§ Work to complete: For the entries below, the result should be an exact transcription of the lines from the one with "Locate the human" up to and including the one with "Locate the bare arm", and only those.

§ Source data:
....................

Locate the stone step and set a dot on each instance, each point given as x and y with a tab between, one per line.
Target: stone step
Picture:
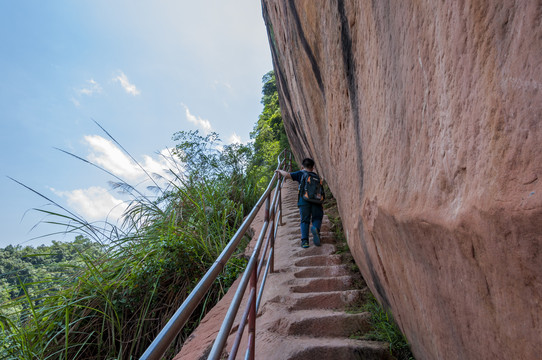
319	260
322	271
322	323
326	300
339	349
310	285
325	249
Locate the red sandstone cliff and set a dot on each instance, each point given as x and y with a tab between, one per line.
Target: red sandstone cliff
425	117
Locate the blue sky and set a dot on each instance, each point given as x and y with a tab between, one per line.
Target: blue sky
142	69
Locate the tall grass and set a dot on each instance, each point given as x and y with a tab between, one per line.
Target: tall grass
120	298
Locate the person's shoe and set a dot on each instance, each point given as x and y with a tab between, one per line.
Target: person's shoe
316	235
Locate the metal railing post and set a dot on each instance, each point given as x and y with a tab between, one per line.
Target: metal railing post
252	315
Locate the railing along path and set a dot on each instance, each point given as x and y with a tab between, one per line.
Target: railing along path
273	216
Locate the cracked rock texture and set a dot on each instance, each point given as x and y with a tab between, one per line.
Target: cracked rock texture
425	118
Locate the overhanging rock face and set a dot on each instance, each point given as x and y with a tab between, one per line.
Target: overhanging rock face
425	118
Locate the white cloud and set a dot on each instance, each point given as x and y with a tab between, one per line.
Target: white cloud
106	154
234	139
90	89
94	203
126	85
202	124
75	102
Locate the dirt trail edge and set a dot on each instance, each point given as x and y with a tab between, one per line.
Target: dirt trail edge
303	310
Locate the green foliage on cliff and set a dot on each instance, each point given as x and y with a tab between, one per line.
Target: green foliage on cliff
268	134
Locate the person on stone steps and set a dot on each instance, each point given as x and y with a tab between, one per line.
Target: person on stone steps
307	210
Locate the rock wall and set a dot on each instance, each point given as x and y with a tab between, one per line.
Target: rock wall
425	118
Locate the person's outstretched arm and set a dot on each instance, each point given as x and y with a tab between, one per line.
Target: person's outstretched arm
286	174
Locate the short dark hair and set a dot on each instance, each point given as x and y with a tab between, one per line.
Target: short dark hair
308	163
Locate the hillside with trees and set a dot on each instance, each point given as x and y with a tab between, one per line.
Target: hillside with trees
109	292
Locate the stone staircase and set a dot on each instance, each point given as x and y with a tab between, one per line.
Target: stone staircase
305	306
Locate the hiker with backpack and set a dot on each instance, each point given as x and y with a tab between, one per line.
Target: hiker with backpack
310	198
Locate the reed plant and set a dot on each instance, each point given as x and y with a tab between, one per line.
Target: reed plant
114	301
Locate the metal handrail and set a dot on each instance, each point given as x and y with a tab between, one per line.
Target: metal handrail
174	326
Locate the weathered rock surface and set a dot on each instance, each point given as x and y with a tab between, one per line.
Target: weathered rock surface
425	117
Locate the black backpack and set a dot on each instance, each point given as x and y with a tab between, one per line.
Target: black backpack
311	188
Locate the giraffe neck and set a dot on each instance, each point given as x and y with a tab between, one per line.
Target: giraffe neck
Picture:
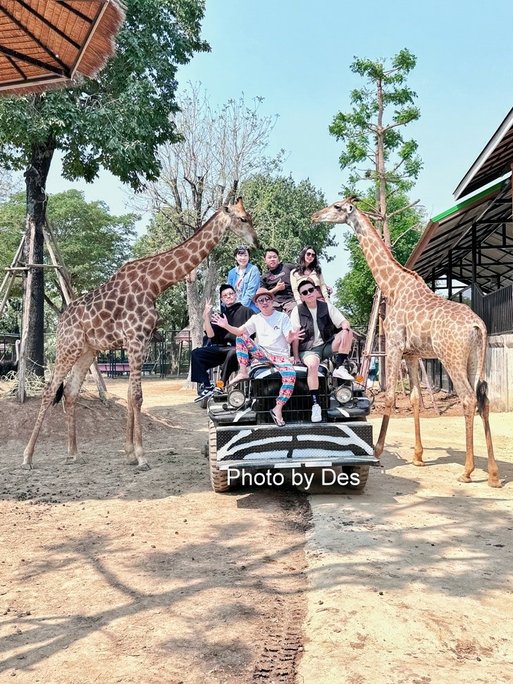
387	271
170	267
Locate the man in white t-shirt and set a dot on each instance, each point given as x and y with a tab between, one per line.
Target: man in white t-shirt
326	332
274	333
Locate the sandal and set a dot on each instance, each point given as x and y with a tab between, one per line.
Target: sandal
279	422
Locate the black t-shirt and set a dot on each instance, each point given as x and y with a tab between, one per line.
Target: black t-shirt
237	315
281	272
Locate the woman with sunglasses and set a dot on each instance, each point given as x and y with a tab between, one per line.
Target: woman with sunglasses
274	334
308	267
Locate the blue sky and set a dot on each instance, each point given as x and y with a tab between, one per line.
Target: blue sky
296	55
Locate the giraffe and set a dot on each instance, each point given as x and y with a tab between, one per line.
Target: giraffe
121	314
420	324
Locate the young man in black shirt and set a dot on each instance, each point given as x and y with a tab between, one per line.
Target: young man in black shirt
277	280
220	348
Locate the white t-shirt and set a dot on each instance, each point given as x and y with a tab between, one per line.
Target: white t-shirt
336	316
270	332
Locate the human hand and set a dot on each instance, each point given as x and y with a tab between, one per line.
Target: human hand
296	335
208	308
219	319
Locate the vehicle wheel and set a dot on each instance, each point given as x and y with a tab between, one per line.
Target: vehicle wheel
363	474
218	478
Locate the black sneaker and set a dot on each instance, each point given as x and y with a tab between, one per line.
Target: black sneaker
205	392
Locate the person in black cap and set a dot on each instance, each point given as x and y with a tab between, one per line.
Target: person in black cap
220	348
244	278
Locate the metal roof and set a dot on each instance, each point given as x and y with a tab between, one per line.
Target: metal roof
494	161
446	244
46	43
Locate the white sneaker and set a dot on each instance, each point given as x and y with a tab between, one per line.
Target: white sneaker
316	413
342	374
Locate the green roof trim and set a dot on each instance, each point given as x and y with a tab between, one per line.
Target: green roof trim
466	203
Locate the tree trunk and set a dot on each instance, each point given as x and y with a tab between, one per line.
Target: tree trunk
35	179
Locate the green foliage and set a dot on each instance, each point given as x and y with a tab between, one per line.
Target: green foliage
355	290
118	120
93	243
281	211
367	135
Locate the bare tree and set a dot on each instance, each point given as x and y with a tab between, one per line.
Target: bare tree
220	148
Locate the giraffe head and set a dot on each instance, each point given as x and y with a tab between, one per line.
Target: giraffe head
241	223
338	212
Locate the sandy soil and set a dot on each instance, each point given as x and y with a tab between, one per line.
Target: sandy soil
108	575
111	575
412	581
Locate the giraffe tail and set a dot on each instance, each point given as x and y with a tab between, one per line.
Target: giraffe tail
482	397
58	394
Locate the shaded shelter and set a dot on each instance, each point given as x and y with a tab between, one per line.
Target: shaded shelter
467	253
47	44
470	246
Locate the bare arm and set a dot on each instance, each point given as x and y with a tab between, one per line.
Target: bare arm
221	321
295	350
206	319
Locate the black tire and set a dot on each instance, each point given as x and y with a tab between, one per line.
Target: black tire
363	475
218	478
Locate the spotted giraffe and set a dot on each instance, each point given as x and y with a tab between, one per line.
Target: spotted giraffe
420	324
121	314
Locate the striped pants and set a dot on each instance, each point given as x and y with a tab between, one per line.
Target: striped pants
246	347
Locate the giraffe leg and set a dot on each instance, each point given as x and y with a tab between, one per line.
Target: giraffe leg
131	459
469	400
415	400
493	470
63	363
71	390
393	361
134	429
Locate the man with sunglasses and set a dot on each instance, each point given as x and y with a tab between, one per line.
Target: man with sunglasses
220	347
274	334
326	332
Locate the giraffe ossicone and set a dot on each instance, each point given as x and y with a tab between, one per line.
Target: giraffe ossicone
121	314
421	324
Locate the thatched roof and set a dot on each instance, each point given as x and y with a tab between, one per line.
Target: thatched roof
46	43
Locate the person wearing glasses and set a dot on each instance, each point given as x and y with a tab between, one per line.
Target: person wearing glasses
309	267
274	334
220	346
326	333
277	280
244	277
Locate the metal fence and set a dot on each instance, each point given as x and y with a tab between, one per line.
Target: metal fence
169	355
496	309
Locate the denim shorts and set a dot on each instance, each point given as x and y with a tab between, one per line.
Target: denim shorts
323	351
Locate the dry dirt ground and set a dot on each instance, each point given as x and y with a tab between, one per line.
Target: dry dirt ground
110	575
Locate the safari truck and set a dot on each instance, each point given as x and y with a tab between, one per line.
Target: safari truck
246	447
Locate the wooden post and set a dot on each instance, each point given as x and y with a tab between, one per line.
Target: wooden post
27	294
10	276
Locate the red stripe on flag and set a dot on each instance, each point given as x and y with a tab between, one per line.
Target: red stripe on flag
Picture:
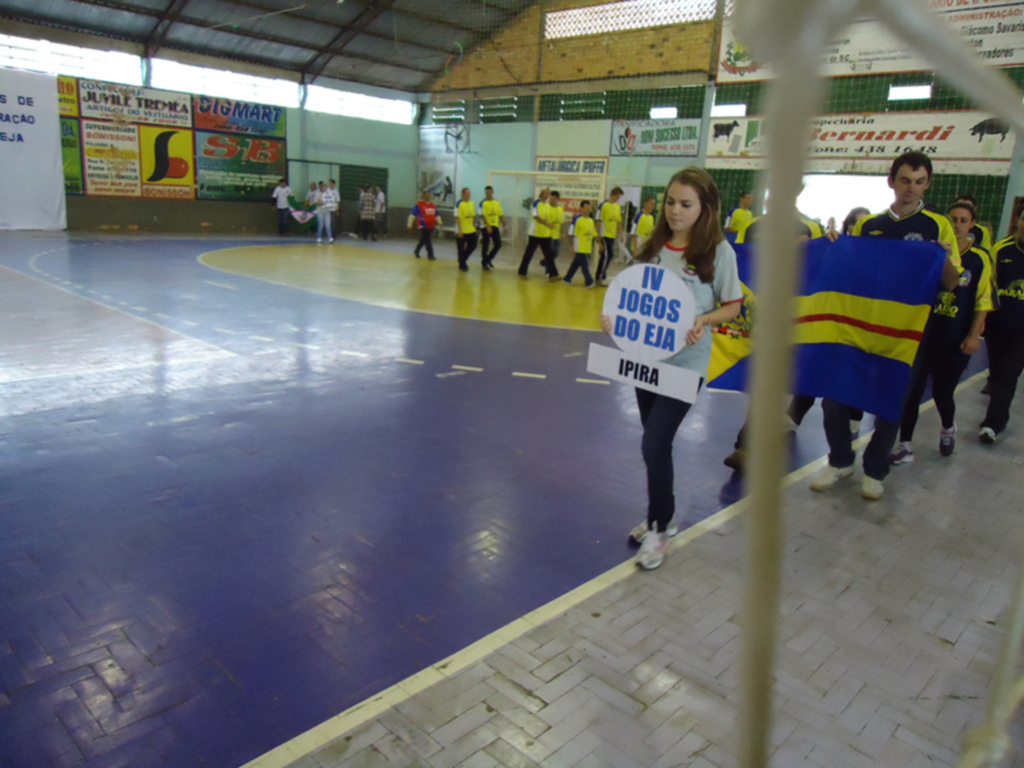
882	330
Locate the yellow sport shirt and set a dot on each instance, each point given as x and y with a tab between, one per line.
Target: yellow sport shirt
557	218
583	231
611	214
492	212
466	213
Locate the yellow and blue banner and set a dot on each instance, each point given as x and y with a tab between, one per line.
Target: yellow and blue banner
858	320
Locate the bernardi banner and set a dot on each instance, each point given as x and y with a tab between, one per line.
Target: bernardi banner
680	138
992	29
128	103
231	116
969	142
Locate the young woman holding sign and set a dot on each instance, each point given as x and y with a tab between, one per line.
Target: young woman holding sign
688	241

....................

§ Exercise output:
Locate the human hand and set a dot on each instance, each point given as x and y with a tab between, one per line.
Target: human hand
296	335
208	308
219	319
Locate the vehicle wheel and set a dot on each instance, each point given as x and y with a tab between, one per line.
Target: vehicle wheel
363	474
218	478
Locate the black sneaker and set a dot on each instance, each point given as x and y with a tab between, one per line.
Target: black sneaker
205	392
Locate the person in black cap and set a dot on each instance, each point given as x and y with a tab between, one per line.
Target: person in black cap
220	348
244	278
Locate the metal roof and set a dot on each instance, each point given as x and y with a tab between, one per line.
Target: metal roof
494	161
446	244
46	43
Locate the white sneaker and set a dot on each instance, each point given as x and y with a tab between, one per line.
Target: white sneaker
316	413
342	374
Locate the green roof trim and set a dot on each instance, each point given as x and y with a tab between, one per line.
Target: green roof trim
466	203
Locate the tree trunk and set a dot on each instance, each point given as x and y with a tab between, one per line.
Target: tree trunk
35	179
Locate the green foliage and set a dot on each instance, each point given as x and y with a tab between, one per line.
Target: green foliage
355	290
118	120
93	243
281	211
367	135
Locate the bare tree and set a dot on each instance, each point given as x and y with a tab between, one per line.
Target: bare tree
220	148
Locate the giraffe head and set a dot on each instance, each point given as x and y with a tab between, one per line.
Target: giraffe head
241	223
338	212
Locate the sandy soil and set a dot on each instance, each point given as x and y with a tab between, one per line.
Target: sandy soil
108	575
111	575
412	581
Locate the giraffe tail and set a dot on each instance, each point given as x and y with a tab between, one per line.
Target: giraffe tail
482	397
58	394
Locate the shaded shelter and set a dot on each instance, each point given as x and y with a tab between, one per line.
Target: shaded shelter
467	253
47	44
470	246
Locate the bare arm and set a dot on each instance, each point given as x and y with a tab between, one per line.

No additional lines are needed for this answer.